_Письменное задание:_ Перескажите текст о двух стихиях символизма у Иванова в трех предложениях.

_Текст для чтения:_
От так понятого реализма и идеализма Иванов и переходит к современному ему искусству, высшей ступенью которого он считал символизм, и усматривает и в нем следы двух противоположных стихий, в русле которых и развивается все искусство. Уже в программном для всего символизма стихотворении Бодлера «Correspondances» (цитированном выше в переводе Эллиса) он усматривает обе стихии символизма: в его первой части — реалистического, а во второй — идеалистического. Реалистический символизм — это высшее достижение искусства реализма. Идеалистический символизм — логическое завершение идеализма, пришедшего к утонченному эстетизму и импрессионизму.
Из стихотворения Бодлера Иванов выводит суть реалистического символизма, полагая что истоками его для самого Бодлера стали и реал ист Бальзак (в его «Серафите»), и мистики Бёме и Сведенборг (источники стихотворения: «Мистическое исследование скрытой правды о вещах, откровение о вещах более вещных, чем самые вещи (res realiores), о воспринятом мистическим познанием бытии, более существенном, чем самая существенность» — 548). Отсюда главная задача реалистического символизма — «вызвать непосредственное постижение сокровенной жизни сущего снимающим все пелены изображением явного таинства этой жизни», ибо он видит «глубочайшую истинную реальность вещей, realia in rebus», хотя не отказывает в относительной реальности и феноменальному миру, поскольку именно в нем и сокрыта «реальнейшая действительность», т. е. феноменальный мир предстает символом этой реальнейшей действительности (549).
Идеалистический же символизм не интересуется глубинной действительностью. Он ограничивается изобретением утонченных художественных средств для передачи субъективных переживаний художника зрителю или читателю его произведений. Это парнассизм, эстетизм, неоклассицизм, декадентство — всем этим дышит вторая часть стихотворения Бодлера.
Обе стихии живут и причудливо сочетаются в русском символизме. Сам Иванов остается приверженцем первой стихии и уже своими дефинициями пытается отыскать пути к ее более прочному утверждению в русской культуре, ибо перспективы сущностного бытия культуры (= религиозной культуры) он видит только на путях развития реалистического символизма.

_Записи:_
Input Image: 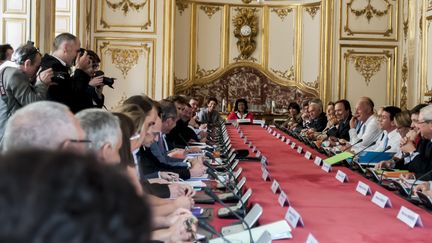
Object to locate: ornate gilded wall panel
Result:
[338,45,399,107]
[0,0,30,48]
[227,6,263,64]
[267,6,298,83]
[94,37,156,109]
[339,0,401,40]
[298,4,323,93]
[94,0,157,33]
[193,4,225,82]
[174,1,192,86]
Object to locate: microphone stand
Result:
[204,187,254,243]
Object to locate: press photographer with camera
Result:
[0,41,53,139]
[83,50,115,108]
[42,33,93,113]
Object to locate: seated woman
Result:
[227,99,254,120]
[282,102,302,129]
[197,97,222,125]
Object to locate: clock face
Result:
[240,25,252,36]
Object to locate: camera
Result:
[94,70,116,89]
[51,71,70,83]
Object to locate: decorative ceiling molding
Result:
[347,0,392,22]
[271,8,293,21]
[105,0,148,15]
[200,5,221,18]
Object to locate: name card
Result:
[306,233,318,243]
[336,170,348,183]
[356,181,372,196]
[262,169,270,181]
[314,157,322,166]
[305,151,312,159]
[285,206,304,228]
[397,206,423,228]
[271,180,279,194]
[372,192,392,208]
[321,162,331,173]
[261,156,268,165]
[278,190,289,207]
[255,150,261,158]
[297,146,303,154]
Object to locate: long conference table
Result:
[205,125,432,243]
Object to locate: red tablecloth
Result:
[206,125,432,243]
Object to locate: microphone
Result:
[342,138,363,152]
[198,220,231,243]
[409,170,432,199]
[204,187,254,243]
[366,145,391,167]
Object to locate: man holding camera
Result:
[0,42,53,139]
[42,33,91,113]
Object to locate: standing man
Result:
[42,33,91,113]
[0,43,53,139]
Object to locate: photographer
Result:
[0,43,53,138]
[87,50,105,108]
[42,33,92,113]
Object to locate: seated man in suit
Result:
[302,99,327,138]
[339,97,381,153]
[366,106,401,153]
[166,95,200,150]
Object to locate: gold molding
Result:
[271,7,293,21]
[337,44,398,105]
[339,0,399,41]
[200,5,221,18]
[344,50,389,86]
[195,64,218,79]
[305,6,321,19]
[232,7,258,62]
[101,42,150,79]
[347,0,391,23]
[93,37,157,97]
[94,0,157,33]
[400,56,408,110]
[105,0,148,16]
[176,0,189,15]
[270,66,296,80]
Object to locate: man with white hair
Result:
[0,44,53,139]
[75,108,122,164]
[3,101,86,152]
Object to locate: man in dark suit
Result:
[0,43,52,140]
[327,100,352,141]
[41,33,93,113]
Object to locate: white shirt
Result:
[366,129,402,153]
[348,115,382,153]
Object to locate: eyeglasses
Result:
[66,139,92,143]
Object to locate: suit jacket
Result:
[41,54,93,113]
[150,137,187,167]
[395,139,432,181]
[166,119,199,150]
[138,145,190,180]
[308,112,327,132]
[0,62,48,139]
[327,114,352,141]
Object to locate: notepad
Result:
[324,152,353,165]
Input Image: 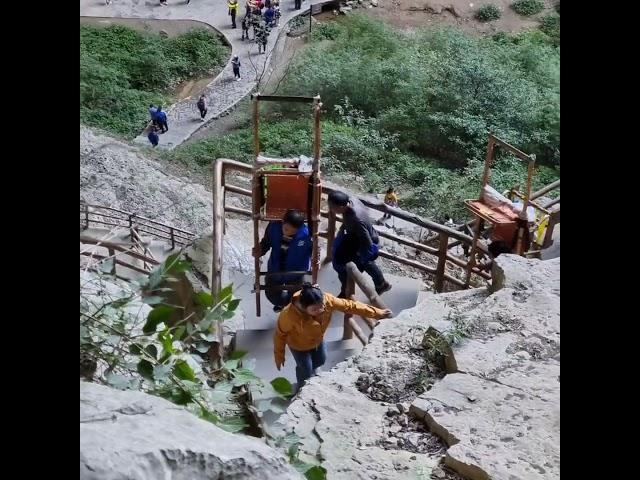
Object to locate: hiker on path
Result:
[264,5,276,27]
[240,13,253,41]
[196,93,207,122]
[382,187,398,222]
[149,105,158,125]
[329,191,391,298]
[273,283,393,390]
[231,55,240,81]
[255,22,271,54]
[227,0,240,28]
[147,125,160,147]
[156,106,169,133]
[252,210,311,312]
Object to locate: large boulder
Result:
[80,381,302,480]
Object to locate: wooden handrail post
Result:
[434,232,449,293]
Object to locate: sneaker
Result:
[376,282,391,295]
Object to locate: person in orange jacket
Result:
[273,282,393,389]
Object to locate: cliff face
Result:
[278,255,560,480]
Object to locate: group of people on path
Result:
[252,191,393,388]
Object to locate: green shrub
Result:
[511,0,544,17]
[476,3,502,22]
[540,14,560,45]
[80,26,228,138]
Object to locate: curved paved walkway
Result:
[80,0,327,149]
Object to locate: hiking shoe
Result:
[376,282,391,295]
...
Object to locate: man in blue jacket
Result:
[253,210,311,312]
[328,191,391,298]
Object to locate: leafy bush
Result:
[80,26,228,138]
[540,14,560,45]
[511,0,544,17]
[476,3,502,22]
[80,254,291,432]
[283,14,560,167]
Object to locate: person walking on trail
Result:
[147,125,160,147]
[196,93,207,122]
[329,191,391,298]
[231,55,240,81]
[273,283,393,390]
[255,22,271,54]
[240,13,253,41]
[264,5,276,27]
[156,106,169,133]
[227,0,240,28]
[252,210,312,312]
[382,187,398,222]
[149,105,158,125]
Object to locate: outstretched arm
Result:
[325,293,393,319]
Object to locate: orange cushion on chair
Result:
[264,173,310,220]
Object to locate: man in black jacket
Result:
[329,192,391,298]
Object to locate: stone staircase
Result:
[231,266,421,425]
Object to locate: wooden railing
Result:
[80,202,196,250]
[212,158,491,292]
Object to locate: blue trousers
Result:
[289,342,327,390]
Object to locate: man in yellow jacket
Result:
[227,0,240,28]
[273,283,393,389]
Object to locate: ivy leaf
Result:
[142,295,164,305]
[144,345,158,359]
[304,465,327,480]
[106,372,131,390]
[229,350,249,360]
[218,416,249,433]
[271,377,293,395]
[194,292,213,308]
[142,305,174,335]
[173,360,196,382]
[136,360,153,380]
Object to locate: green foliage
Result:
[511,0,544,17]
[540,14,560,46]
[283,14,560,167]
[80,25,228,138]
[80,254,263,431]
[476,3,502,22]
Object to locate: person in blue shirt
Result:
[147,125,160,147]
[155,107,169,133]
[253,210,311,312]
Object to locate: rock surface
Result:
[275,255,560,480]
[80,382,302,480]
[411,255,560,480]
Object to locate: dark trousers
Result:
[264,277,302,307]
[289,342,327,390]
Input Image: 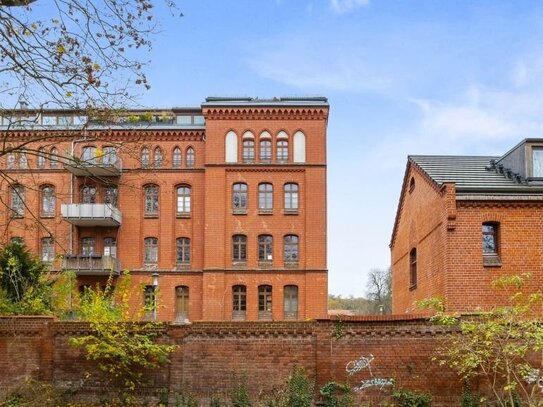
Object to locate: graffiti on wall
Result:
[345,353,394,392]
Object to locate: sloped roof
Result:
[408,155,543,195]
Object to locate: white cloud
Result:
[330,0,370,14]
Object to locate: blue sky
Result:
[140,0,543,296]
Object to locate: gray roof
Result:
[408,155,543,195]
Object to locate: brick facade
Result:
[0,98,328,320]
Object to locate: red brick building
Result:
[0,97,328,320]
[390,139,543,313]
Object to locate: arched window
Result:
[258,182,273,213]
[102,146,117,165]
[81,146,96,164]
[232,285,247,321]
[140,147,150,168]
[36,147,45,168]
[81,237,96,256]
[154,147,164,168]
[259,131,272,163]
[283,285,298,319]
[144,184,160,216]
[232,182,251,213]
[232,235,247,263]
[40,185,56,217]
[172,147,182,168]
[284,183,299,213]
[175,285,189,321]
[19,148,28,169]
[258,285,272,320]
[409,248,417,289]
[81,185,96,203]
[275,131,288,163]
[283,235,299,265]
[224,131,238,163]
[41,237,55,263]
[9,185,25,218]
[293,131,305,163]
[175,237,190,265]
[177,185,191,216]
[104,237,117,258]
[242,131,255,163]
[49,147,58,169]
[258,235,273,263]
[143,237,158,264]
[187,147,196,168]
---
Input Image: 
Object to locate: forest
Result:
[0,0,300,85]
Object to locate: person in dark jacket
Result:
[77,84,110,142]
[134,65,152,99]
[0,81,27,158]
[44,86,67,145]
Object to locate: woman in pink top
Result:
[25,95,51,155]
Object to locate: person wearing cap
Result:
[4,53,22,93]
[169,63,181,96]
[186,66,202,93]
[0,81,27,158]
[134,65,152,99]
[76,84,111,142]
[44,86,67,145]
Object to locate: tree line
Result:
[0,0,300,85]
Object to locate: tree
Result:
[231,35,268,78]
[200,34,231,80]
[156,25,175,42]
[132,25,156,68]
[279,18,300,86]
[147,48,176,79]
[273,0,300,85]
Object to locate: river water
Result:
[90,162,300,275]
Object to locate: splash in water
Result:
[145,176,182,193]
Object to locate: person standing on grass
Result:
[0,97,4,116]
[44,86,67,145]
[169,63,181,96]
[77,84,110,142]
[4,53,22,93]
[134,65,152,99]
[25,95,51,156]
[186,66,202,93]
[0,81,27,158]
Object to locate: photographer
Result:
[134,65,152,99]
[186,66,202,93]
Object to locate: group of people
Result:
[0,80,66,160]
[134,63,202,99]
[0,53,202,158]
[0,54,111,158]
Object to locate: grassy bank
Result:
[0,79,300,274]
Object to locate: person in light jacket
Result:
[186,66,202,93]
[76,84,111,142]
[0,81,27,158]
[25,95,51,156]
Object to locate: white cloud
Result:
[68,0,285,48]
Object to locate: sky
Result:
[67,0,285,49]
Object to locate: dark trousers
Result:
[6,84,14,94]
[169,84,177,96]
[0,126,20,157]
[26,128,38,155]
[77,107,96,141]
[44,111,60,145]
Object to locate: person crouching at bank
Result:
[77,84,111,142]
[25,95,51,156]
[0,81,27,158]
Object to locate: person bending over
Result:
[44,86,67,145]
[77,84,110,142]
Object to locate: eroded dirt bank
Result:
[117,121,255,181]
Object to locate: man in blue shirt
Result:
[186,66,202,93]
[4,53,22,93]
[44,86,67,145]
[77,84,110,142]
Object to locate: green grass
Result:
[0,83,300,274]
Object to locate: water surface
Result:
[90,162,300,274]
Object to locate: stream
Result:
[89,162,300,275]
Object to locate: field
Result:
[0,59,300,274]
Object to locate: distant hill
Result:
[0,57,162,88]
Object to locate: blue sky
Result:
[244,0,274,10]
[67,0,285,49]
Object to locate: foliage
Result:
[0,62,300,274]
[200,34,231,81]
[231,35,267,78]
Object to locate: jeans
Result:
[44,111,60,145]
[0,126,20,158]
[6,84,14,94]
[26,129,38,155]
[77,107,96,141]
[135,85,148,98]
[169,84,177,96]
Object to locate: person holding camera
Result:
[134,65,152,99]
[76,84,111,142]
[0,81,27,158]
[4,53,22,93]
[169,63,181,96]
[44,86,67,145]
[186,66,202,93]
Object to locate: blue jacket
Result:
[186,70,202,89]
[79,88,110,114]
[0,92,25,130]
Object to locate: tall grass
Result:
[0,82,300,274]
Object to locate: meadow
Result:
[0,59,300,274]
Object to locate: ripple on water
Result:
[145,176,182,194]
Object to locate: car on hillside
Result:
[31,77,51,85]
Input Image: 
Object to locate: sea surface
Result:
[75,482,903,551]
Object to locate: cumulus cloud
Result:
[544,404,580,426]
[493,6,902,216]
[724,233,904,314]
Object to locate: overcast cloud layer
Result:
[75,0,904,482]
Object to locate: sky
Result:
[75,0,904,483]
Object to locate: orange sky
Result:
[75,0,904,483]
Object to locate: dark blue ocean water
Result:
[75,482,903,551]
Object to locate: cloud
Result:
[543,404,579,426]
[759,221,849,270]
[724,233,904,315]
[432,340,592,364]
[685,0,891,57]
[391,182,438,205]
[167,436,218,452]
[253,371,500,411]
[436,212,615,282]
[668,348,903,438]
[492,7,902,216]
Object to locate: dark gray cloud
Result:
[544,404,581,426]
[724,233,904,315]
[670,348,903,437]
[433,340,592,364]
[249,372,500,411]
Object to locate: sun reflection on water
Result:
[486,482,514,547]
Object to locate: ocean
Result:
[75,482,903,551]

_Полный ответ:_ Иванов считал символизм высшей ступенью современного ему искусства и видел в нем две противоположные стихии, реалистическую и идеалистическую, обе из которых он находил в стихотворении Бодлера «Correspondances». Реалистический символизм стремится к непосредственному постижению сокровенной жизни сущего и «глубочайшей истинной реальности вещей», а идеалистический не интересуется глубинной действительностью и ограничивается утонченными средствами передачи субъективных переживаний художника. Обе стихии сочетаются в русском символизме, но сам Иванов остается приверженцем реалистического символизма, поскольку только на путях его развития видит перспективы религиозной культуры.